Reproduce the full listing that appears beneath this instruction exactly.
════════════════
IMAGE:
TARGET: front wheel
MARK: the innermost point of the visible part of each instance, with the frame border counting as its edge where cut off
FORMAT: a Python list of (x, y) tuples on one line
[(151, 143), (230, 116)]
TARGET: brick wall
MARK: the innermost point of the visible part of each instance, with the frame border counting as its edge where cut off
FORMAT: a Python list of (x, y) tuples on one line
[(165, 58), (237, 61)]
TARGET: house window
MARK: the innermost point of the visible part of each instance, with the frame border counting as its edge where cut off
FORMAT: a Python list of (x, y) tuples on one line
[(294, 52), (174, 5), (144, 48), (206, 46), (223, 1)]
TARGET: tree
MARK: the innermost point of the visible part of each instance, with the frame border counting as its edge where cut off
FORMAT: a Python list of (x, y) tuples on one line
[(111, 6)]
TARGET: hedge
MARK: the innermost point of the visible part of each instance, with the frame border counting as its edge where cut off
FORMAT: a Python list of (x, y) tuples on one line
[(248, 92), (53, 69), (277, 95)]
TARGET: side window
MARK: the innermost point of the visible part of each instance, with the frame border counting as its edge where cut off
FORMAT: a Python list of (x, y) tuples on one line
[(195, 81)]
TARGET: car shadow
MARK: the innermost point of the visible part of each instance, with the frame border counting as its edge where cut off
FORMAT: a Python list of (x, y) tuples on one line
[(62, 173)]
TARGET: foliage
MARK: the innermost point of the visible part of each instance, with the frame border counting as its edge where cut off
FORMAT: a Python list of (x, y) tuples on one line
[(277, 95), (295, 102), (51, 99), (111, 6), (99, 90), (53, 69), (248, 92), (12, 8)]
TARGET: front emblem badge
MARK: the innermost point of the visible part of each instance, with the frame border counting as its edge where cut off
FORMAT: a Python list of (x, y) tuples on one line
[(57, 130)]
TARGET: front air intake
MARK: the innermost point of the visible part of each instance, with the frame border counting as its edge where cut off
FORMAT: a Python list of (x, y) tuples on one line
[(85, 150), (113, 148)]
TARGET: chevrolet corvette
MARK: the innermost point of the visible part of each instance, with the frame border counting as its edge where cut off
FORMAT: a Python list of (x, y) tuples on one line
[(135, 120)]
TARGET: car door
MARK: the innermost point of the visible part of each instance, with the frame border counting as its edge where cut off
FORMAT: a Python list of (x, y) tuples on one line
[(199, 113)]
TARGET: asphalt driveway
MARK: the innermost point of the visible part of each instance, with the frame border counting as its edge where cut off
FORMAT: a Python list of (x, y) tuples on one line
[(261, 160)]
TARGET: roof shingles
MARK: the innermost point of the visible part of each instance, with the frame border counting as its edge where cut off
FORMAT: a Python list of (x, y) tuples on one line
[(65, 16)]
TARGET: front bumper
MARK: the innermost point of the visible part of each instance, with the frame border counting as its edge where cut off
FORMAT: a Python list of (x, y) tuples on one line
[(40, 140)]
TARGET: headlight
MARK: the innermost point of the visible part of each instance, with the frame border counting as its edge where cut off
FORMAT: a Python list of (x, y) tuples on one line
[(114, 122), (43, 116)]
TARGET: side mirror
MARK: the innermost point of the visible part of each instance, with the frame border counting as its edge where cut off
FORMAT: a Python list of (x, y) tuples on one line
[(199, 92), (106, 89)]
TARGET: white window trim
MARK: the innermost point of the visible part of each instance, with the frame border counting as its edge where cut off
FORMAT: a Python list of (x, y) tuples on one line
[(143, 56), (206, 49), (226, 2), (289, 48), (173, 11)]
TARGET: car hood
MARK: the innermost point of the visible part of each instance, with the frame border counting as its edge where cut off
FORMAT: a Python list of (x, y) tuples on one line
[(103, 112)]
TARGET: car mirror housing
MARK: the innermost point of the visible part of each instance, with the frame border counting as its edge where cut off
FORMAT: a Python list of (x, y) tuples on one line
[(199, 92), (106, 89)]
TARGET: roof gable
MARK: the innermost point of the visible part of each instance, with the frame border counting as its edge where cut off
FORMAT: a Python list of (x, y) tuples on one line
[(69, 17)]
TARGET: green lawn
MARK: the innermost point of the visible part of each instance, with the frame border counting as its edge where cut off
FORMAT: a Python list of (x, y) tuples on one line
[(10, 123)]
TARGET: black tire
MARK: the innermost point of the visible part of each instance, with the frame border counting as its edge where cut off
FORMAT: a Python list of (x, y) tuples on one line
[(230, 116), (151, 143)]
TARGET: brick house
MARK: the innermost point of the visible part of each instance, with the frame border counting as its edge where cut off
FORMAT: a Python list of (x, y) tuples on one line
════════════════
Written response =
IMAGE:
TARGET: front wheel
MARK: the innermost point of the visible part of each instance, with the frame border counting as its edge where cut off
FORMAT: a Python list of (x, y) tuples on one line
[(151, 143), (230, 116)]
TARGET: brick wall
MARK: the innermost point of the visible part of each instance, with the frame border counting as its edge where cut off
FORMAT: a Python list of (x, y) tuples on one line
[(165, 58), (237, 61)]
TARGET: house window
MARK: the innermost point of the visible part of each instance, with the frame border counting as its edge where cut off
FORMAT: a Python list of (x, y) tuples on one line
[(294, 52), (174, 5), (144, 48), (206, 46), (223, 1)]
TARGET: tree
MARK: the innermost point of the visible part of each instance, with the frame border counting as its edge where cut off
FORMAT: a Python list of (x, y) tuples on one line
[(111, 6)]
TARGET: hedge
MARK: the innermost point of the visible part of each instance, with the frame border counting as its edge where cut off
FORMAT: a Python list of (x, y) tuples on one line
[(248, 92), (53, 69), (277, 95)]
TARGET: side window
MARK: the innermost point of the visible part of each instance, with the frame border counting as its edge where cut off
FORMAT: a Python list of (x, y) tuples on one line
[(195, 81)]
TARGET: car shadow
MARK: the innermost point of the visible part of each instance, with the frame border counting as its edge where cut off
FORMAT: a Python list of (x, y) tuples on one line
[(62, 173)]
TARGET: foliage
MARK: the innermost point of the visible part of each instance, with the frame border counting as its edge where cut off
FORMAT: a Python list of (x, y) tuples on one line
[(277, 95), (295, 102), (51, 99), (111, 6), (99, 90), (53, 69), (248, 92), (12, 8)]
TARGET: front emblem badge
MARK: the innermost point of the visible part of each instance, with the frame border counting as its edge where cut off
FORMAT: a Python list of (x, y) tuples on one line
[(57, 130)]
TARGET: front air intake
MARK: the innermost point of the visible part of each instance, with the frame border counting as its edge where cut off
FORMAT: a Python list of (x, y) tuples on one line
[(85, 150), (113, 148)]
TARGET: chevrolet corvette
MARK: the innermost point of the visible part of each instance, with the frame border counting as its edge where cut off
FORMAT: a Python list of (x, y) tuples on one line
[(135, 120)]
TARGET: car door
MARK: the innermost point of the visible part of each instance, with the frame border counting as its edge where cut off
FORMAT: a Python list of (x, y) tuples on one line
[(199, 113)]
TARGET: asphalt driveway
MARK: the innermost point of the visible part of each instance, with the frame border counting as its edge where cut off
FORMAT: a Python list of (x, y) tuples on one line
[(261, 160)]
TARGET: roof shingles
MARK: the innermost point of the visible part of each instance, with the frame border counting as its edge where cut off
FORMAT: a Python list of (x, y) tuples on one line
[(65, 16)]
TARGET: front bumper
MARK: the innermost point of the visible part of each instance, with the frame border counting as its edge where cut off
FORMAT: a Python list of (x, y) tuples on one line
[(40, 140)]
TARGET: headlight
MARK: the innermost point of the visible part of each instance, with the frame border counting as its edge where cut off
FORMAT: a Python list of (x, y) tuples on one line
[(114, 122), (43, 116)]
TARGET: side mirror
MARK: the innermost point of the visible part of each instance, with the frame border counting as its edge where cut off
FORMAT: a Python list of (x, y) tuples on one line
[(199, 92), (106, 89)]
TARGET: white window trim
MARK: the innermost point of the visible part of each instance, with the frame border counting as its edge where cut off
FORMAT: a Python list of (x, y) tuples on one line
[(143, 56), (206, 49), (226, 2), (289, 48), (173, 11)]
TARGET: car hood
MARK: the innermost point of the visible part of each instance, with the frame border counting as its edge where cut off
FORMAT: a Python list of (x, y) tuples on one line
[(103, 112)]
TARGET: car mirror housing
MARK: the innermost point of the visible part of each instance, with the frame border counting as its edge where cut off
FORMAT: a Python list of (x, y) tuples on one line
[(199, 92), (106, 89)]
TARGET: roof gable
MARK: the innermost point of the visible part of each instance, with the frame border counting as its edge where cut off
FORMAT: a Python list of (x, y) tuples on one line
[(69, 17)]
TARGET: green lawn
MARK: the innermost point of the visible part of each instance, with the frame border counting as its edge where cut off
FORMAT: a Python list of (x, y) tuples on one line
[(10, 123)]
TARGET: black tire
MARK: the innermost point of the visible part of each instance, with the frame border counting as its edge where cut off
FORMAT: a Python list of (x, y) tuples on one line
[(230, 116), (151, 143)]
TARGET: brick house
MARK: the innermost point of the visible part of each instance, with the frame border counting as its edge where cut off
FORMAT: a Python list of (x, y) tuples on one line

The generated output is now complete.